# GOAL OF THE EXERCISE:
Copy every line below where the string "wooden" is found.
#### GIVEN DATA
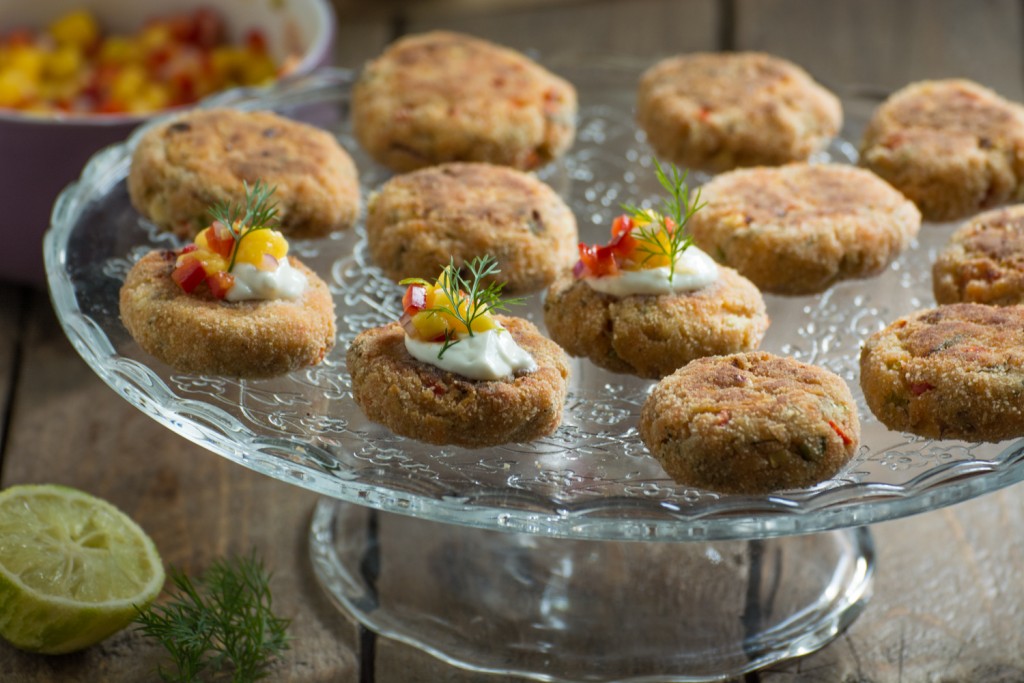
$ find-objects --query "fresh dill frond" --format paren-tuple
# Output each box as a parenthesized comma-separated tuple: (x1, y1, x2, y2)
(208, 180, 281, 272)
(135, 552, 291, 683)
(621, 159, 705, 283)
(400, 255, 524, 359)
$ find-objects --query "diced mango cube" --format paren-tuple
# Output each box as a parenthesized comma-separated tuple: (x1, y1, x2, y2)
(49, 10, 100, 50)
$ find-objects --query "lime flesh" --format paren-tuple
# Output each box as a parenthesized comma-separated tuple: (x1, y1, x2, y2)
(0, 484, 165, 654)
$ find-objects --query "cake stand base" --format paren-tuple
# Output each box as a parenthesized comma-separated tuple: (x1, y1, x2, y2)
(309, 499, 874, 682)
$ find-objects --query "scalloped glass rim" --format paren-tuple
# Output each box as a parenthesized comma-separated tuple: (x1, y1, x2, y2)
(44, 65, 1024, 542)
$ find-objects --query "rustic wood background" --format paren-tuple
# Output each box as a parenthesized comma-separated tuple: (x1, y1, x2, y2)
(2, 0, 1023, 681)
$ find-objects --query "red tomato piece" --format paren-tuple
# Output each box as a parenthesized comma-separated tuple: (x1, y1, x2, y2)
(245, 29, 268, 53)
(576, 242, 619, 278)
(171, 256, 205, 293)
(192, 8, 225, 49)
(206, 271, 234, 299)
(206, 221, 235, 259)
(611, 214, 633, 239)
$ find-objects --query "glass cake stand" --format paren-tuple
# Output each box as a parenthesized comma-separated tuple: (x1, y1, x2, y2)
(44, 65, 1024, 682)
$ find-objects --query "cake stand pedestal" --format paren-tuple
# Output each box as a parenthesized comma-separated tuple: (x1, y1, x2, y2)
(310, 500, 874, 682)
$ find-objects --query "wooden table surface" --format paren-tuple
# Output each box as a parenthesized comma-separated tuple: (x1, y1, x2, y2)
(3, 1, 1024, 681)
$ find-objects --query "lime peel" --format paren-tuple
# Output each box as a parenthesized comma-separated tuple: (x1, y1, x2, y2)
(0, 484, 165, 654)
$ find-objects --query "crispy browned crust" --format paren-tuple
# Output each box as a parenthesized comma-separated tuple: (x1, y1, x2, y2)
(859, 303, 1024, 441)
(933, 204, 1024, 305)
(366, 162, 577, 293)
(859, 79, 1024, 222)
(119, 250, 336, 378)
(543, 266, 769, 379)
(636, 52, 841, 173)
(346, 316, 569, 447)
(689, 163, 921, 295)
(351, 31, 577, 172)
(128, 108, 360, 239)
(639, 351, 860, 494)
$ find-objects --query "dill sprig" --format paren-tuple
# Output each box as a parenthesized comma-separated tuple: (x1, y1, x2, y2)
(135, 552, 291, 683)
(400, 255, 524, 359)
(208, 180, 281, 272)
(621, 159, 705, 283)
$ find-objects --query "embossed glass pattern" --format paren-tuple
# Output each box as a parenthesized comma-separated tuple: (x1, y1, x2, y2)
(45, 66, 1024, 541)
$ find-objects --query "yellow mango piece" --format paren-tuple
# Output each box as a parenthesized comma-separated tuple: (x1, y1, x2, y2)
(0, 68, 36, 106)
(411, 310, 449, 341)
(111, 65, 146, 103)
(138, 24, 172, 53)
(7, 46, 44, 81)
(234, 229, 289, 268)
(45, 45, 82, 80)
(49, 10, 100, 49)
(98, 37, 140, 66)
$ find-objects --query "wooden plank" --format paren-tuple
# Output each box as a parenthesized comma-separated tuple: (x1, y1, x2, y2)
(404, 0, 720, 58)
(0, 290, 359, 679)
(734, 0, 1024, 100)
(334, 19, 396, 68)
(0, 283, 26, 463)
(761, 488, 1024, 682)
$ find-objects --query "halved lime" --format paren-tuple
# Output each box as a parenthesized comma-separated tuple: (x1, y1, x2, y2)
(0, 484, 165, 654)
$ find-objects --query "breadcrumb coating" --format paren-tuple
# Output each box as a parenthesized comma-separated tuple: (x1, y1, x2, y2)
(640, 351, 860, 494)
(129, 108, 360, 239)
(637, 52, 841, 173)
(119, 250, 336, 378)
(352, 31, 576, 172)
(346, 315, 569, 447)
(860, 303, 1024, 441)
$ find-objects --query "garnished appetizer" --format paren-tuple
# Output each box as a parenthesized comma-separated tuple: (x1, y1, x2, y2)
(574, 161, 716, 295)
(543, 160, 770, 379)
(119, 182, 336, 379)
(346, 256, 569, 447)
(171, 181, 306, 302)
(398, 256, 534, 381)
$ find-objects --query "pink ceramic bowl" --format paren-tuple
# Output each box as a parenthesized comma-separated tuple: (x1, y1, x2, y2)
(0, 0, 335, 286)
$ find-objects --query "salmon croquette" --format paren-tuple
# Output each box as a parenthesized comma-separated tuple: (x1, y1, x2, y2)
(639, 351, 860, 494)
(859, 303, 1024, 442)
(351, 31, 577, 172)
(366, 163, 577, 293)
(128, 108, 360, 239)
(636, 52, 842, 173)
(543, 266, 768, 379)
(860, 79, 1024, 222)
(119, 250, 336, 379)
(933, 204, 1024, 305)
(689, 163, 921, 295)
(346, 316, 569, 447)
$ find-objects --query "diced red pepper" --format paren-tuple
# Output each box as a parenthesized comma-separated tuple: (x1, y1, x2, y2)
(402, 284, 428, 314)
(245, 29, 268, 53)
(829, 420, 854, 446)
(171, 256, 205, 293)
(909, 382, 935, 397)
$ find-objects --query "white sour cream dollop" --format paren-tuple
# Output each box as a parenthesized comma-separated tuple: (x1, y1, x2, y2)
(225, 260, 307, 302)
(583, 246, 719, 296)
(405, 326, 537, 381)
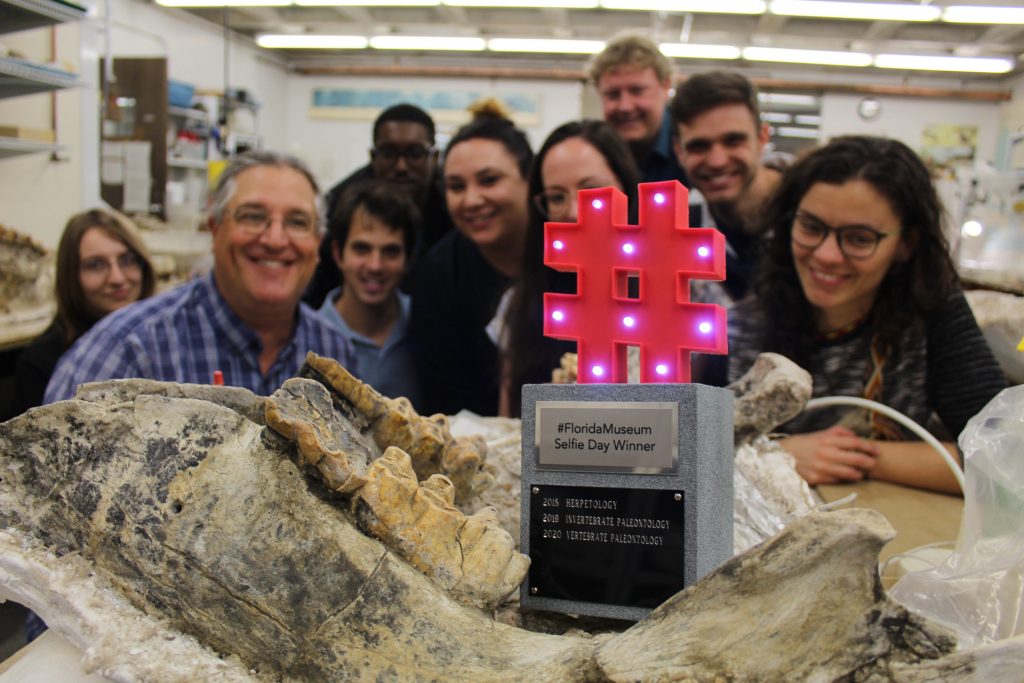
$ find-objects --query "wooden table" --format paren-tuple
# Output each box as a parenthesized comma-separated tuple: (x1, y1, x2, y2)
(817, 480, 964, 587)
########
#### GIVEN DATA
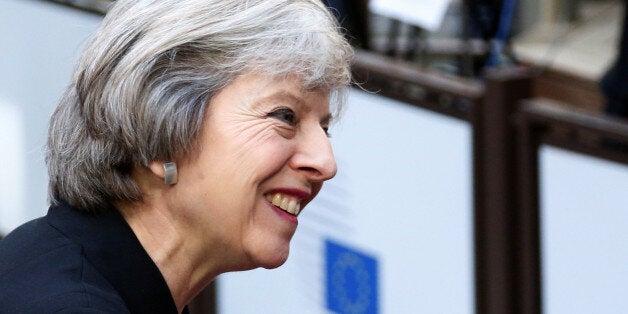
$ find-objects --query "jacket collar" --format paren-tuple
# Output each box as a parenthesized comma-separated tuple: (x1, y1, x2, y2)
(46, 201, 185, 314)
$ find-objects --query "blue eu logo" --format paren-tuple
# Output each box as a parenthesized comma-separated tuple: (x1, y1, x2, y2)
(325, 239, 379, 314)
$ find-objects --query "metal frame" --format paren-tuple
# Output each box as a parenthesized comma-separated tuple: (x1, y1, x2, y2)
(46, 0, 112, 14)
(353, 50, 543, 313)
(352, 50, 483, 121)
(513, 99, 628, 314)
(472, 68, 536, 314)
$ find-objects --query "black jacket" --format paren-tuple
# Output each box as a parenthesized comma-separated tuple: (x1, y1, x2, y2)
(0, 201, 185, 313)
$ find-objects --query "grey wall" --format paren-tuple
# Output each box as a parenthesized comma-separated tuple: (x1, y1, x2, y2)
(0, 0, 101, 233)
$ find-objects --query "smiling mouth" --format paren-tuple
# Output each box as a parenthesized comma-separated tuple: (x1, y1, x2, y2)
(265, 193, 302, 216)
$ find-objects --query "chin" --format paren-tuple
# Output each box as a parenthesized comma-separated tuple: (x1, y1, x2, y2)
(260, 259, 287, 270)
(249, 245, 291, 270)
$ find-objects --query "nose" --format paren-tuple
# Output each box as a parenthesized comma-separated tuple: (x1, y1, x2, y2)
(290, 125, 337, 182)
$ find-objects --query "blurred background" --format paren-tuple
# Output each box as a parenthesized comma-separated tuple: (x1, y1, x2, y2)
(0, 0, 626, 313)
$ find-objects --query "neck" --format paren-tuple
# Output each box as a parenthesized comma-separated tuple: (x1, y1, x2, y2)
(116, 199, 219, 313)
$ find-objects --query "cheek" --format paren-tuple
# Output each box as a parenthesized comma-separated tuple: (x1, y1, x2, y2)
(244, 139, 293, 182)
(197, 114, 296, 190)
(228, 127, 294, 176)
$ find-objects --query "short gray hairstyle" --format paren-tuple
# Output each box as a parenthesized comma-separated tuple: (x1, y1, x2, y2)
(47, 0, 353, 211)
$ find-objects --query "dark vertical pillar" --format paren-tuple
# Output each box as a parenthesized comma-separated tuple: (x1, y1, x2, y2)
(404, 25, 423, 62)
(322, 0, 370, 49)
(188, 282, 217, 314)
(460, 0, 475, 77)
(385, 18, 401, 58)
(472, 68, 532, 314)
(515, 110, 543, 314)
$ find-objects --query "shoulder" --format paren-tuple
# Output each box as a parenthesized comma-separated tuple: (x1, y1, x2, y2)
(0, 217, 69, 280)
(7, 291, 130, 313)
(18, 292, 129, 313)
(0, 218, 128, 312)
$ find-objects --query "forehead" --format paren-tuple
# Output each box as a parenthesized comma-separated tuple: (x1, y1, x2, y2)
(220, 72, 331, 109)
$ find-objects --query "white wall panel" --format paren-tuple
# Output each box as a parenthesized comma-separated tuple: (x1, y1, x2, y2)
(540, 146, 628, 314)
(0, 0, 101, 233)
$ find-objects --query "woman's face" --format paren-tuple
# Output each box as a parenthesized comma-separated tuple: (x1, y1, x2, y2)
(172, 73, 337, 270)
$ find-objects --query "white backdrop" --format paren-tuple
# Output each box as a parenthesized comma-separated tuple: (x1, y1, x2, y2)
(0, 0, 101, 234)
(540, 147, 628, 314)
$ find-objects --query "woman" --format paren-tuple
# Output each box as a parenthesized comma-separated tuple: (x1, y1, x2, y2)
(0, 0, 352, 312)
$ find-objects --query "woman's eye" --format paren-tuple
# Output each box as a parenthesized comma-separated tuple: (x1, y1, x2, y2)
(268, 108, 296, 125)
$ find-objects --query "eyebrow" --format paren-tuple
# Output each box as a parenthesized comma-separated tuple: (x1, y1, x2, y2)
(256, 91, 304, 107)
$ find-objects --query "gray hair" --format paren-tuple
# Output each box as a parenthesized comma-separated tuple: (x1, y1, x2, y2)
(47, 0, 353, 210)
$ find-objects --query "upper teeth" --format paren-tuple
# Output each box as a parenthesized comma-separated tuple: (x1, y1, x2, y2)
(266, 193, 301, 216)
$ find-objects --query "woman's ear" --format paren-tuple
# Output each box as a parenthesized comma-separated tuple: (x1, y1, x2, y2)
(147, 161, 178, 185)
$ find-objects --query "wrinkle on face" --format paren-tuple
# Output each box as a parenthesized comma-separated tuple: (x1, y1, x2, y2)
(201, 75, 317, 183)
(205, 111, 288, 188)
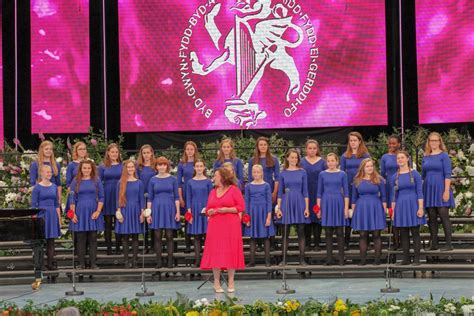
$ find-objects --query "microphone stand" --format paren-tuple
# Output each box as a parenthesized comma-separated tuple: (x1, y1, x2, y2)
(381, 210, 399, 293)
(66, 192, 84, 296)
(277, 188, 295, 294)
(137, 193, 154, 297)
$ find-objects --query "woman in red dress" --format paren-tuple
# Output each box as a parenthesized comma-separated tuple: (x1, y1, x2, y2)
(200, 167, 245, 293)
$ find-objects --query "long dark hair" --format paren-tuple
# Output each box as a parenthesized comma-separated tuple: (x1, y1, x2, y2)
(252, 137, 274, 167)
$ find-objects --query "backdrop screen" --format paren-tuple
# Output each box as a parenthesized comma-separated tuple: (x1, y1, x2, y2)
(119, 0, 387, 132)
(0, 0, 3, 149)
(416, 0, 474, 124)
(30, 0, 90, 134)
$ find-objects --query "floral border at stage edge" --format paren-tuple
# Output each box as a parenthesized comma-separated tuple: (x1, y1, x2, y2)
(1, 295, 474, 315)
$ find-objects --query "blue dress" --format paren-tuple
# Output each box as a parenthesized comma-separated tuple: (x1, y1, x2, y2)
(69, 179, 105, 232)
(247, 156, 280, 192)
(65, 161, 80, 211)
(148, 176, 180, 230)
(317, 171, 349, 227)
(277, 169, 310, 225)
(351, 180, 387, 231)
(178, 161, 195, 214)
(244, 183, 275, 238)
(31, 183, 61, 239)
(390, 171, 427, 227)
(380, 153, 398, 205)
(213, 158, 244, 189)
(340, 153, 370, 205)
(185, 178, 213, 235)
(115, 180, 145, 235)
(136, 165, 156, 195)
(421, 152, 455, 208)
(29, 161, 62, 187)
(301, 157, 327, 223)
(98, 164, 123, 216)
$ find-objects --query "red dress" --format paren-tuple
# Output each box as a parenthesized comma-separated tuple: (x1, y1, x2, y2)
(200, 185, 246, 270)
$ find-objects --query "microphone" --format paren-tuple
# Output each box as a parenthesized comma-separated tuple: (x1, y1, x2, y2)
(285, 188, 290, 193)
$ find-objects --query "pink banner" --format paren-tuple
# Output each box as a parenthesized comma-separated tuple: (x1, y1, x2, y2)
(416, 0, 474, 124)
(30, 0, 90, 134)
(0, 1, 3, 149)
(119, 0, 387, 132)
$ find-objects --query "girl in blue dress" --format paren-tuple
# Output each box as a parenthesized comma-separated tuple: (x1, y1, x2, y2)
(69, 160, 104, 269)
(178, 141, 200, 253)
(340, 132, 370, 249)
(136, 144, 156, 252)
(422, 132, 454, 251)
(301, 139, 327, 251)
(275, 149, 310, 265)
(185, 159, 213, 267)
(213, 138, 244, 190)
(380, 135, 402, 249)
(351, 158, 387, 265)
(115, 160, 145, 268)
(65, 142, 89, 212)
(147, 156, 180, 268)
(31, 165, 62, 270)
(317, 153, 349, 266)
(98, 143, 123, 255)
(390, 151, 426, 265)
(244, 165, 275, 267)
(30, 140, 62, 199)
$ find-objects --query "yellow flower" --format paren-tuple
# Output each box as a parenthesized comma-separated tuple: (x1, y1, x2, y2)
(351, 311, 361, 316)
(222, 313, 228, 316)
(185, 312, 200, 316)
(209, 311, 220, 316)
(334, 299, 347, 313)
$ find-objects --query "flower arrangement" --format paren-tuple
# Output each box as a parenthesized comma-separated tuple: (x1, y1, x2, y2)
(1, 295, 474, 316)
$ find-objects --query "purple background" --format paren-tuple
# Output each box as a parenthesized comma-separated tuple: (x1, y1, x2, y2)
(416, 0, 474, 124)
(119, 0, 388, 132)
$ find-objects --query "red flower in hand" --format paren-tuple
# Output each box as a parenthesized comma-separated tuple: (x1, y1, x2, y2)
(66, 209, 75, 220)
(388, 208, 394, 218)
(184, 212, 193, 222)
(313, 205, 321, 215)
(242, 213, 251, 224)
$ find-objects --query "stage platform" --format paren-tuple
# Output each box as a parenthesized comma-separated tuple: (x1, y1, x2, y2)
########
#### GIVEN DATA
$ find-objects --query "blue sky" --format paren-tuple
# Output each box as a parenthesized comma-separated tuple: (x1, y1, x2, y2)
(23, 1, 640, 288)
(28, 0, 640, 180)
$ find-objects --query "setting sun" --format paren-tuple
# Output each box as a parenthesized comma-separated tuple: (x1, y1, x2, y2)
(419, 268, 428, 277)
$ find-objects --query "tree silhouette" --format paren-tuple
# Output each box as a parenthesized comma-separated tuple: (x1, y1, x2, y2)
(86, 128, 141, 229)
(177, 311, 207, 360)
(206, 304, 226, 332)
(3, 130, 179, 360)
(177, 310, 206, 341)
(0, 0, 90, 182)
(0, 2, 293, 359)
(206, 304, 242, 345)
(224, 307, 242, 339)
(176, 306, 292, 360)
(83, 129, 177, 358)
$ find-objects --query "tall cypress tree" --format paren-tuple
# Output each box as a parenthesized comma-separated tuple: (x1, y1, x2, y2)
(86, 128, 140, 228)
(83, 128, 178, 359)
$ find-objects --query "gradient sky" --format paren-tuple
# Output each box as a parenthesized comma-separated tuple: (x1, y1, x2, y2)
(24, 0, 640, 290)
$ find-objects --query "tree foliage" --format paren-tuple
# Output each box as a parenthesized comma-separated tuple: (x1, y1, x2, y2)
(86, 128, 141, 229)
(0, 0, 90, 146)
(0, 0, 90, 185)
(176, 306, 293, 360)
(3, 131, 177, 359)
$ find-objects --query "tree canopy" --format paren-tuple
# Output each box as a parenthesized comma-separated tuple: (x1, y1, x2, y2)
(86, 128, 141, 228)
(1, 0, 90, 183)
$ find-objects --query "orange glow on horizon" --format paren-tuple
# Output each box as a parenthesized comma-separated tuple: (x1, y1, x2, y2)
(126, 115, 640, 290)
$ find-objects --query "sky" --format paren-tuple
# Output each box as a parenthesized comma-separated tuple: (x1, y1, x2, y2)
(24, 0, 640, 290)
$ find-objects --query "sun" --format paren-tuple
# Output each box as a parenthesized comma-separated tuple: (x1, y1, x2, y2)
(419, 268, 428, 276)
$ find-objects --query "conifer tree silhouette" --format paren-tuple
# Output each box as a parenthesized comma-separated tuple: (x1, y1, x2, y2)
########
# EXERCISE SOLUTION:
$ find-objects --query "wooden table surface" --format paren-tuple
$ find-objects --query "wooden plank" --format paren-tuple
$ find-objects --query "wooden table" --format paren-tuple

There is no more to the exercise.